→ **OBJECTIVE**: Pull out every line of the rows that contains the string "noun", matching case exactly.

→ **SUPPLIED MATERIAL**:
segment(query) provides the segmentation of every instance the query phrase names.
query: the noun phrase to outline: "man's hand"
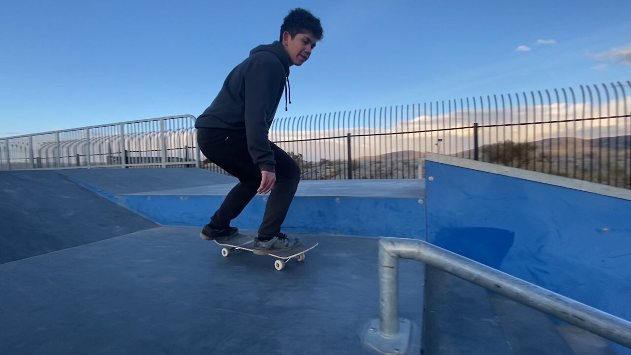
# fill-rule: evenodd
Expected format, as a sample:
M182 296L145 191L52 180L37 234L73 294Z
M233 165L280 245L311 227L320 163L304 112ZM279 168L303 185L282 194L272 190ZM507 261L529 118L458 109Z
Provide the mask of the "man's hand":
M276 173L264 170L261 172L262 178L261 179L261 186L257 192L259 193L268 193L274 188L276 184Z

...

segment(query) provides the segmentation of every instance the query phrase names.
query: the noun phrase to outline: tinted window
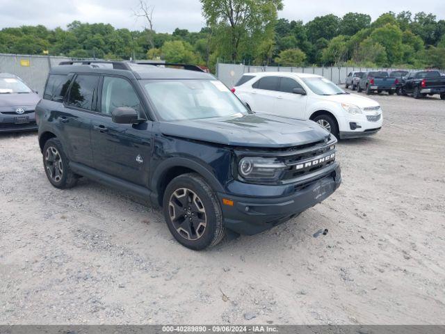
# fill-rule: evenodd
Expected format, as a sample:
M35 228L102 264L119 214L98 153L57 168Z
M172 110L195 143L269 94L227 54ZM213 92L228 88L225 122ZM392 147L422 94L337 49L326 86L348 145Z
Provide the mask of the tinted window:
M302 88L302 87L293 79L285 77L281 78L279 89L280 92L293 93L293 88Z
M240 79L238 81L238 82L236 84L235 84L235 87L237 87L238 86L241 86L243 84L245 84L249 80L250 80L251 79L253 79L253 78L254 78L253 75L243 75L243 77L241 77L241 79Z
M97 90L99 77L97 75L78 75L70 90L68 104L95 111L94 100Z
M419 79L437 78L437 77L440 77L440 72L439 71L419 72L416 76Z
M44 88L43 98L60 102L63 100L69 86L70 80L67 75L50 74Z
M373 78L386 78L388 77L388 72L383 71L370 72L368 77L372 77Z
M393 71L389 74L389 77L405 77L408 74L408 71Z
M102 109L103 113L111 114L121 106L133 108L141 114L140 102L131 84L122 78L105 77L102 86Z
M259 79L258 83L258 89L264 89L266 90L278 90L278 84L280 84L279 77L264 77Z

→ **OUTPUT OF THE TASK**:
query: the noun phrase to outline: "man's hand"
query: the noun phrase to outline: tinted window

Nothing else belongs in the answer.